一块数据
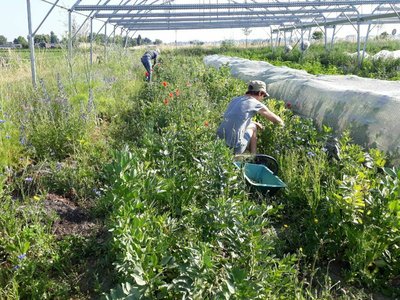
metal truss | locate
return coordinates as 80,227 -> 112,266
26,0 -> 400,85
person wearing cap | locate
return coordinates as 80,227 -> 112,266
141,48 -> 161,82
217,80 -> 284,154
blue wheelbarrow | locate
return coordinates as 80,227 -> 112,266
234,154 -> 286,196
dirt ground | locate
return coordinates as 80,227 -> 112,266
44,194 -> 100,237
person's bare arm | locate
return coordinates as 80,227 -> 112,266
258,108 -> 285,126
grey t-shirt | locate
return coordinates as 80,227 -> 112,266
217,95 -> 267,148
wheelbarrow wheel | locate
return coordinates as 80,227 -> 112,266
253,154 -> 279,175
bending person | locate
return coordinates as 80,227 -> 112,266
141,49 -> 161,82
217,80 -> 284,154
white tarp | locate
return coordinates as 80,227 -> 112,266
204,55 -> 400,158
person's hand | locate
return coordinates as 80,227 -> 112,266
254,122 -> 264,130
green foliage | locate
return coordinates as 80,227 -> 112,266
0,45 -> 400,299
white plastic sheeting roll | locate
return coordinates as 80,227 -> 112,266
204,55 -> 400,160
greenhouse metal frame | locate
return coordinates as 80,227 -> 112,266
26,0 -> 400,86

▶ _任务说明_
列出上方条目中所有含有字符串“metal”的行，匹配时区分大小写。

▶ _例题解答_
metal truss | locate
greenhouse metal frame | locate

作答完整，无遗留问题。